(Pointing dataset records)
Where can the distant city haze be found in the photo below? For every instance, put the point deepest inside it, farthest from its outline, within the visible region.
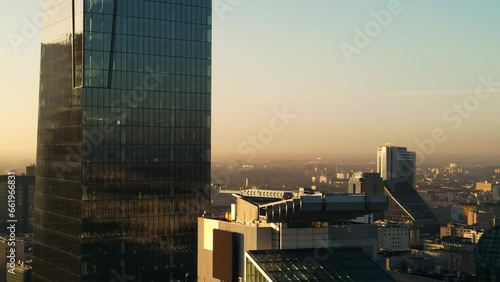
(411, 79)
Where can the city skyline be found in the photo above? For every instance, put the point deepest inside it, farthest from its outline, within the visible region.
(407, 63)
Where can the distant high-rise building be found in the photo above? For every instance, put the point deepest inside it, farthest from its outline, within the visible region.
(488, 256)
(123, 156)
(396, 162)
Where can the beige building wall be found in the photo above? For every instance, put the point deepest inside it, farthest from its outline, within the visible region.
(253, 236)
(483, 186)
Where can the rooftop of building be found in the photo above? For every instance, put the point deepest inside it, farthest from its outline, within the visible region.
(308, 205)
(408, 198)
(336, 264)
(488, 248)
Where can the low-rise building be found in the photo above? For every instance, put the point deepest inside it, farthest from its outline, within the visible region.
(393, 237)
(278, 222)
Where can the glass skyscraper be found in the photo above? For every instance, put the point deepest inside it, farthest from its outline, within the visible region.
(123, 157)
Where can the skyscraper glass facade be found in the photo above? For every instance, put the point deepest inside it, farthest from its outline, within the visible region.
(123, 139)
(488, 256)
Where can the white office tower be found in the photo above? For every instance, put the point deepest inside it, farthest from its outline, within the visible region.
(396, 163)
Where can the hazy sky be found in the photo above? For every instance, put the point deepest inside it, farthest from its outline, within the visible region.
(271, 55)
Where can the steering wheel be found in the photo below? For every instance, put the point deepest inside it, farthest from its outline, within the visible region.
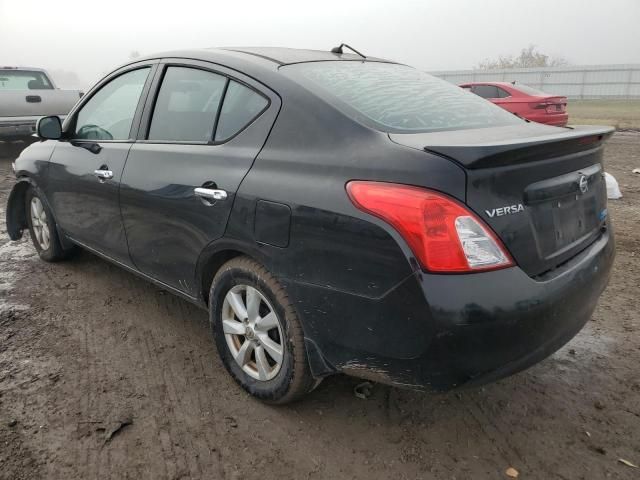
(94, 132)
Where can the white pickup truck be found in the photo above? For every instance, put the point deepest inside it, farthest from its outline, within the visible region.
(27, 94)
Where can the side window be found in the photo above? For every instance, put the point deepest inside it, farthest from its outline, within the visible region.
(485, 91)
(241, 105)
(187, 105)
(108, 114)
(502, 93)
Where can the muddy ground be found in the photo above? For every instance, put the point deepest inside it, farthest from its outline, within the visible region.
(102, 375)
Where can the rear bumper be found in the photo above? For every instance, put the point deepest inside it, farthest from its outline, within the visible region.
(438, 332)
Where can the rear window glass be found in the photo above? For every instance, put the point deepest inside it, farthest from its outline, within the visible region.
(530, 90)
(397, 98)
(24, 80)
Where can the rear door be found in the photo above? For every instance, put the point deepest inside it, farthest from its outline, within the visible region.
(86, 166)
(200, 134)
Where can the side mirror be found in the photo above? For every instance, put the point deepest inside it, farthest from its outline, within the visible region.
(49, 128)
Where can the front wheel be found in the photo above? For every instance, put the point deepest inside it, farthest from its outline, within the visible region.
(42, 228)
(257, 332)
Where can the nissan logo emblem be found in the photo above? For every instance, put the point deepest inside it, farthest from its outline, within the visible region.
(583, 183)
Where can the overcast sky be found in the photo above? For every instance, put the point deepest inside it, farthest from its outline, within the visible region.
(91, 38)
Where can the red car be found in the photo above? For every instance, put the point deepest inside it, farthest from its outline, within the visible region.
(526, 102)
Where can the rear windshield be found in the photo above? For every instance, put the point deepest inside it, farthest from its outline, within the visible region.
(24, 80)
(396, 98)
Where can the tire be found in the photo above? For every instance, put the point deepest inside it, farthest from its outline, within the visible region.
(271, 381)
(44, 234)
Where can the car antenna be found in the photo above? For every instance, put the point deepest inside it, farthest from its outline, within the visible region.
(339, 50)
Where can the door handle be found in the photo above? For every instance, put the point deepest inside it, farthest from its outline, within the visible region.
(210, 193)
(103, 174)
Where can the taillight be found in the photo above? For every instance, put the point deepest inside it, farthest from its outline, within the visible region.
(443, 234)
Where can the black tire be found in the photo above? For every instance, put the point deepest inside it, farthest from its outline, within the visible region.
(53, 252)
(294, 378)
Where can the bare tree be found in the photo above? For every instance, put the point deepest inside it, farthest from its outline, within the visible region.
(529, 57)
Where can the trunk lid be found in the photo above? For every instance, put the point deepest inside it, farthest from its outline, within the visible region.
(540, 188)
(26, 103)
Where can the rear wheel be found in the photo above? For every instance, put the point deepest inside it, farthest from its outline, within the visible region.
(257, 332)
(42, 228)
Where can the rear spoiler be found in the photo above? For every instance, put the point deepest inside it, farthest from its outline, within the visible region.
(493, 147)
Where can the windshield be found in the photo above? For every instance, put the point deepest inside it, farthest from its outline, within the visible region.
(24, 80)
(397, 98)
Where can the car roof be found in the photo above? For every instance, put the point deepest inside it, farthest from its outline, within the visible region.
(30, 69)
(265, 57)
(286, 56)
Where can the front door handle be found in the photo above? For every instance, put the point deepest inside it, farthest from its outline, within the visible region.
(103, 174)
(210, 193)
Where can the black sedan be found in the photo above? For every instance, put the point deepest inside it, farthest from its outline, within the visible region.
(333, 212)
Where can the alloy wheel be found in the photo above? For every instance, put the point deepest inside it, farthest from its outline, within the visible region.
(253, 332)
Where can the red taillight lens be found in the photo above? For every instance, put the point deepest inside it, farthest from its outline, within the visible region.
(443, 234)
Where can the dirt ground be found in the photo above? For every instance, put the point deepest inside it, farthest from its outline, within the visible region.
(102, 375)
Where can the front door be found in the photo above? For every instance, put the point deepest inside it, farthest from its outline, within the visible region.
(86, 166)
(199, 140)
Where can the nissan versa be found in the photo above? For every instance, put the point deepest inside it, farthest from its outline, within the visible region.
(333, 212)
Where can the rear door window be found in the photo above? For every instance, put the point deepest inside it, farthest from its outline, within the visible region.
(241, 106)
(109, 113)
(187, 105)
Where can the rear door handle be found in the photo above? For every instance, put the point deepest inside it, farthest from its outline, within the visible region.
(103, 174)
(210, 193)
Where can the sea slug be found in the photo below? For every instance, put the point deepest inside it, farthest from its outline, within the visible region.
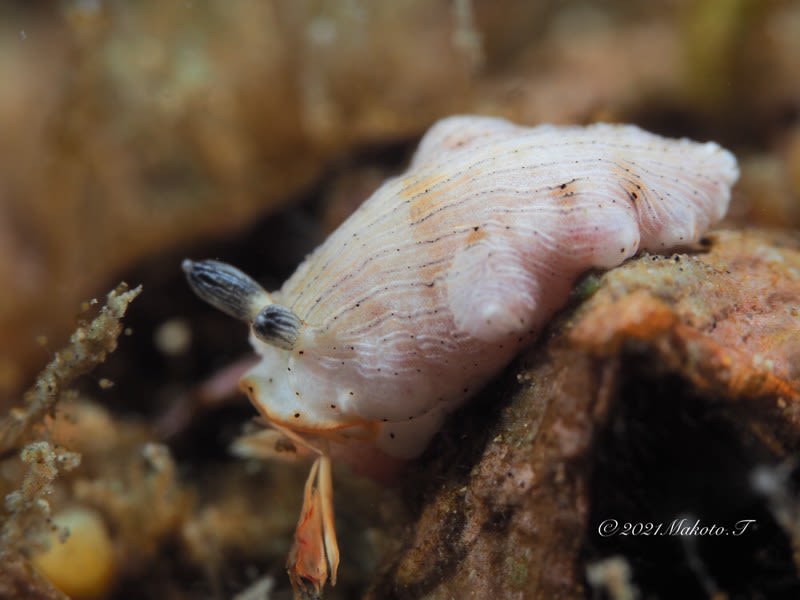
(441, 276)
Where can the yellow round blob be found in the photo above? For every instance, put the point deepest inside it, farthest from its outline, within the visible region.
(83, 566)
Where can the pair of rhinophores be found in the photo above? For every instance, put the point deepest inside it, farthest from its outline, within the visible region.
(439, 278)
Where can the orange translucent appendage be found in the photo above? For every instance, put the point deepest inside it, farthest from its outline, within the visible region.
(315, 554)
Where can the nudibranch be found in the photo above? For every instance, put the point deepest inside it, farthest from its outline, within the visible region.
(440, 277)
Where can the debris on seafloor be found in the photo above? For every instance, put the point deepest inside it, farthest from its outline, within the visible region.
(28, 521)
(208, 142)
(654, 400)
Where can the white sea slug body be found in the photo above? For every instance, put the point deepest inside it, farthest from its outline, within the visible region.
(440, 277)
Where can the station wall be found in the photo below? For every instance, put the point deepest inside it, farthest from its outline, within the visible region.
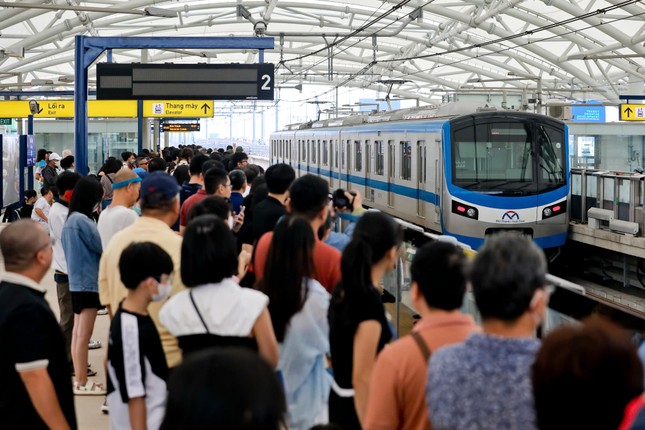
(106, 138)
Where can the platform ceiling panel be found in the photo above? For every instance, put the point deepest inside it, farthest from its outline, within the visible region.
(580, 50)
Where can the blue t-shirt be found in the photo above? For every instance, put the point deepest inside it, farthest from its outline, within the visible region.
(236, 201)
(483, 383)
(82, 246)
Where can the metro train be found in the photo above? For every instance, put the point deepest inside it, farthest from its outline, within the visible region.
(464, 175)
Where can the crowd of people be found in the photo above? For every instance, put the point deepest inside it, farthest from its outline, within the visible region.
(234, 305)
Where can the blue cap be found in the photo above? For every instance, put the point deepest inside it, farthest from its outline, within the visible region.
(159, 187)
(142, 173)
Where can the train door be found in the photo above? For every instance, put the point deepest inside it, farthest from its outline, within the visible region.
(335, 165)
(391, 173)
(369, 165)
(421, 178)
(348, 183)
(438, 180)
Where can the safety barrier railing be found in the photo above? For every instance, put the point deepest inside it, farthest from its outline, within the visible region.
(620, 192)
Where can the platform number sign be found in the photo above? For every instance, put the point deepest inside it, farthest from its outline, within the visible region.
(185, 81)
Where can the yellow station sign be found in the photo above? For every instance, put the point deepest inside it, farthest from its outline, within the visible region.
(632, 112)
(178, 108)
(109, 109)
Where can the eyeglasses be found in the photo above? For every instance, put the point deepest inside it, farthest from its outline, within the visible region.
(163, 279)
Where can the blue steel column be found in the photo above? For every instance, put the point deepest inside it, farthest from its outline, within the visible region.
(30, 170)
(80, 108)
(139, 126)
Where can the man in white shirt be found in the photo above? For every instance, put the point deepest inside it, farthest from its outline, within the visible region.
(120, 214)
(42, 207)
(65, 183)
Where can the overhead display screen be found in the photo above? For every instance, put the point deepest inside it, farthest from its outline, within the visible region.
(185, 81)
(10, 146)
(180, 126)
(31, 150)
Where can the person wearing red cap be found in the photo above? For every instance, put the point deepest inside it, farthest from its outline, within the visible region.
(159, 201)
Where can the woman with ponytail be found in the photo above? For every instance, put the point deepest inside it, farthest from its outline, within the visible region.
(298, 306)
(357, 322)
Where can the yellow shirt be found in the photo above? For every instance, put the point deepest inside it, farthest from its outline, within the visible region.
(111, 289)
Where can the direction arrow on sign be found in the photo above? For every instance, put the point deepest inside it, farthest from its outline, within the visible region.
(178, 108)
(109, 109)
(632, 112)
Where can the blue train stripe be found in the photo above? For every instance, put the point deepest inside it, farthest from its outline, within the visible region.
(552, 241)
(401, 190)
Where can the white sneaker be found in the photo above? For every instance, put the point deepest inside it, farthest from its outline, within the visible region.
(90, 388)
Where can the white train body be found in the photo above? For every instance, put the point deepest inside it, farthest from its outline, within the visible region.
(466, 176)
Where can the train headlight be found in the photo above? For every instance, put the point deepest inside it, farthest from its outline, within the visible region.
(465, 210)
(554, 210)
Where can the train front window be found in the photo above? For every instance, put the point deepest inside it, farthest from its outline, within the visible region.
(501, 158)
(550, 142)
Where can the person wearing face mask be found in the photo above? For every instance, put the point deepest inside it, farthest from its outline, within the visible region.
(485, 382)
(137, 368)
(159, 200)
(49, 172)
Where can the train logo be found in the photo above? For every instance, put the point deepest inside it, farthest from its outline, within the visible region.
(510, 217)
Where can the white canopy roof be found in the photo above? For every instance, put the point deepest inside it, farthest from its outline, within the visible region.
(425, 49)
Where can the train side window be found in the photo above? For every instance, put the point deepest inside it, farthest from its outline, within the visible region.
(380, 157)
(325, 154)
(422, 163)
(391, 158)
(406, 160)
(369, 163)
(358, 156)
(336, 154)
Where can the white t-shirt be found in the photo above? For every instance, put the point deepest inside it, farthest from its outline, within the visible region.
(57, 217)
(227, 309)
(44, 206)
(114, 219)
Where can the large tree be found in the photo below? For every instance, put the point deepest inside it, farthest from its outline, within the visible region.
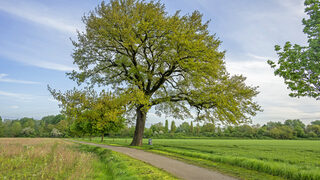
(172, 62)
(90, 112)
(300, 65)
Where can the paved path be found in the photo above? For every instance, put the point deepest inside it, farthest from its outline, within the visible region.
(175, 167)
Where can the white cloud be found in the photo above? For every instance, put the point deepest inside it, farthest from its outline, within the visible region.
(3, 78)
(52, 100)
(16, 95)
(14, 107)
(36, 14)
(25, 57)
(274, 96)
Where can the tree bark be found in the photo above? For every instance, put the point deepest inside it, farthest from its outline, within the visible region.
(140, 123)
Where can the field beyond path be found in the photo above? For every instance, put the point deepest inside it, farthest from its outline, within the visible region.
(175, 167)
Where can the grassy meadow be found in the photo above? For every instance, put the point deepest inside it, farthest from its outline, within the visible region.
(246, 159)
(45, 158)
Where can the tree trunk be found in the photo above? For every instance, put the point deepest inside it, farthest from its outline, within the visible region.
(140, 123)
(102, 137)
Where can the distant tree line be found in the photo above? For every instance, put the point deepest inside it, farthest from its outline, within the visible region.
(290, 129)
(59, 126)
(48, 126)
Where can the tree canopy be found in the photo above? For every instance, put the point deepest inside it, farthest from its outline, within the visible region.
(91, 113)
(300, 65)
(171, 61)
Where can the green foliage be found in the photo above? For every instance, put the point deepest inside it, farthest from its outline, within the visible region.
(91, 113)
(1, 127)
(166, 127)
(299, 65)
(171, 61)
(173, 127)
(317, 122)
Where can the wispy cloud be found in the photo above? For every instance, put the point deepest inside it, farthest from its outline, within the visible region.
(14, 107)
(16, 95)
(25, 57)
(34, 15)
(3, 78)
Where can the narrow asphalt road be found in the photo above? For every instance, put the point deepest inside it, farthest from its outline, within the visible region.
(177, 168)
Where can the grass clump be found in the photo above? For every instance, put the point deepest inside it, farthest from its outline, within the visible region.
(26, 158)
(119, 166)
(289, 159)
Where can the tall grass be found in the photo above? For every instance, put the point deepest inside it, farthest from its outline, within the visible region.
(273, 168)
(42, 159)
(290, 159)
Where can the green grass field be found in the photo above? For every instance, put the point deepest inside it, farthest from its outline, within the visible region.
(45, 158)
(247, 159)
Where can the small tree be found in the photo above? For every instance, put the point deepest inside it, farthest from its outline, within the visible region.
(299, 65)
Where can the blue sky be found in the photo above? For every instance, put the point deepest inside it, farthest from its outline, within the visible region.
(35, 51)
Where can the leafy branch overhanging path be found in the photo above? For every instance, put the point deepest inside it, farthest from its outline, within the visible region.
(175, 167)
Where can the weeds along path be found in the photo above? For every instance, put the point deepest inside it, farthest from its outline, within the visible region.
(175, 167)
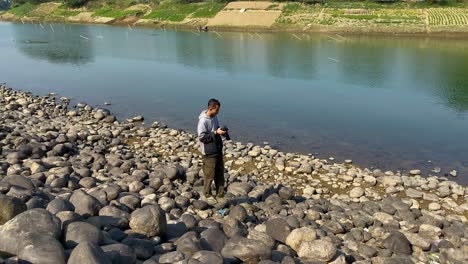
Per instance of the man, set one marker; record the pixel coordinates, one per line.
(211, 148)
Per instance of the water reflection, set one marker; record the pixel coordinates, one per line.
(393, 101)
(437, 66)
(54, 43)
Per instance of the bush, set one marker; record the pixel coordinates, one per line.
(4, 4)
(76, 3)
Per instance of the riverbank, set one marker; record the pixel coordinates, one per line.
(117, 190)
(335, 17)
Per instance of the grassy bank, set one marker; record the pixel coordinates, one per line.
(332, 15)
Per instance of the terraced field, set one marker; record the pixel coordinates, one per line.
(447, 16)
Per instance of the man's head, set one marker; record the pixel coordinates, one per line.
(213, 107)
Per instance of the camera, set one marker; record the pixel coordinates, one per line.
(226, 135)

_What you are asked to do_. Everything from the line with "Where can the tall" through the end of the records above, and nothing else, is to be quoted exactly; please leave the pictures out.

_Solution to the exercise_.
Where can the tall grass be found in the photo above? For every instance, put the point deepest inside it, farthest from its outline, within the visible region.
(273, 168)
(42, 159)
(290, 159)
Where can the green grass field be found in the photo above? For every instance, put the point deepest inside it, farthest from its outline, within the visible region.
(45, 158)
(247, 159)
Where can the small tree be found in the photo above? For every instance, put the point deepest inside it, farthest from its outline, within the visible region.
(299, 65)
Where can the blue sky be found in the photo above? For every instance, put the point deepest inside it, farthest from its outline, within the visible region.
(35, 51)
Where can the leafy branch overhanging path be found in the photo above? For every instance, put the point deepest inside it, farthest from its outline, within the visible region.
(175, 167)
Where can the weeds along path be found in the photo above? For every instance, put the point deepest inside it, farthest from its outline, within the visible region.
(175, 167)
Per instance of the man, set one marker; record the pixel coordinates, one per line.
(211, 148)
Per instance of the water reflection, set one marker; record the pixel coordinates, one per line.
(393, 101)
(437, 66)
(54, 43)
Per instance of the bush, set one marker; record the pixel coordinates, one per line.
(4, 4)
(76, 3)
Per instance of the riverbank, set one marker; record the pixel coordinates, one per line.
(117, 190)
(335, 17)
Per instance of the grassy bank, set one marker; record the pixel coordinates, one per line.
(332, 15)
Per instance of the terraced field, set one marker; record the pixel coordinates, one per line.
(447, 16)
Per instance of the man's head, set one marker; record the pixel coordinates, one per line.
(213, 107)
Per instance of the camera, set one marker; record the pixel coordinates, one per line.
(226, 135)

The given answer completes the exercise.